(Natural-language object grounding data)
####################

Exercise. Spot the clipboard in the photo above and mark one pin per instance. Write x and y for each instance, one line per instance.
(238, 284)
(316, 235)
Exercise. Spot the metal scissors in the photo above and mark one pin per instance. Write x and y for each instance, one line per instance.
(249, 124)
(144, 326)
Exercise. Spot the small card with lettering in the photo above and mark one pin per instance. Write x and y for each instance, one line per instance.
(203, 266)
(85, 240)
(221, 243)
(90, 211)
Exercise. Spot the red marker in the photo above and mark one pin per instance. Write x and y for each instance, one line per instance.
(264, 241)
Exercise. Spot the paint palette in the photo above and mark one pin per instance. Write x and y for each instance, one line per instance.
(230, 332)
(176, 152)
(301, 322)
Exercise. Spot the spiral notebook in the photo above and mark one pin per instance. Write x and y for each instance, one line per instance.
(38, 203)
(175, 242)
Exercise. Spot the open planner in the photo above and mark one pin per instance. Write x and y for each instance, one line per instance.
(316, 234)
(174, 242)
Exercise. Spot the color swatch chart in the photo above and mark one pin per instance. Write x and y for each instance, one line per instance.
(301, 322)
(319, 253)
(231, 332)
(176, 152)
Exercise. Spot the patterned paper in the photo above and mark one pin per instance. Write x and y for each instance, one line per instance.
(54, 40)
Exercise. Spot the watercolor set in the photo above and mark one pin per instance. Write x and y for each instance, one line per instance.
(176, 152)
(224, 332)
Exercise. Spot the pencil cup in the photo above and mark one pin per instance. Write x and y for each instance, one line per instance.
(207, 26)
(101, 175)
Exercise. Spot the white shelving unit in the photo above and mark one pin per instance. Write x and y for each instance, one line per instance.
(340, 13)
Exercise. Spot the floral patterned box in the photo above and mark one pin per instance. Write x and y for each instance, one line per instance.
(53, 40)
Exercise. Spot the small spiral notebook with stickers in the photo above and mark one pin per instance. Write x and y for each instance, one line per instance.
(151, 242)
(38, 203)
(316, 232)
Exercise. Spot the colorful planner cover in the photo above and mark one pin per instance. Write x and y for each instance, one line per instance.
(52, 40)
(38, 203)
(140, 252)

####################

- **What you should do**
The full set of entries must be transcribed exactly.

- **Output of the task**
Exercise. Spot the clipboard in the photo above and mark one pin per instance. Write x and y for each instance, one line per instance.
(238, 284)
(316, 235)
Exercise. Spot the metal scissors in the photo above and mark one pin per instance. Write x and y for each instance, one line per instance.
(249, 124)
(144, 326)
Exercise. Spot the small card with lettering in the photo above and mark one pin per instance. Write x and y for each instance, one line per instance.
(203, 266)
(85, 240)
(221, 243)
(90, 211)
Exercise. Spot the red marker in the photo above and mark one pin per instance. Write x and y for each instance, one line per instance.
(264, 241)
Exercise. Spot the paint palette in the photo above and mark one pin per instance. Write x and y for each instance, one line per instance.
(230, 332)
(176, 152)
(301, 322)
Exercise. Spot the spiral notebook in the photo above and mark one pin per instance. Write x and y for each instance, one line per instance.
(38, 203)
(175, 242)
Exercise. Spot the open planner in the photo above and mark one pin per instance. Write x and y for each instance, one line per instance.
(316, 234)
(174, 242)
Exercise. Spot the color swatch chart in the photo above and mark one pin per instance. Write x and y for each instance, one line per instance.
(301, 322)
(319, 253)
(231, 332)
(176, 152)
Exercise. Spot the patterned paper in the photo above and mark one pin per instance. Write x and y for each instance, one line per instance.
(54, 40)
Exercise. Spot the watercolor set in the photo above and mark one pin per instance. Write x and y for each instance, one line per instance.
(176, 152)
(224, 332)
Exercise. Spot the pencil cup in the photo above and mark one pin per instance. Write x and y for each instance, one line per instance.
(207, 26)
(101, 175)
Exercise. Spot the white shelving unit in the photo above and mark one pin per instance. Write x and y for each instance, one line per instance.
(340, 13)
Exercise. Spot the floral patterned box in the photo above and mark one pin per instance. Write x and y for each instance, one line per instance.
(53, 40)
Exercise. Spot the small spiral notebook with stickers in the photo above and mark one pin per instance. Write x and y for each instance, one line per instance.
(151, 242)
(38, 203)
(316, 232)
Exercise. Spot the colorful planner cover in the photo above and mark one pin per instance. Write x and y for each instance, one line per instance.
(52, 40)
(38, 203)
(140, 252)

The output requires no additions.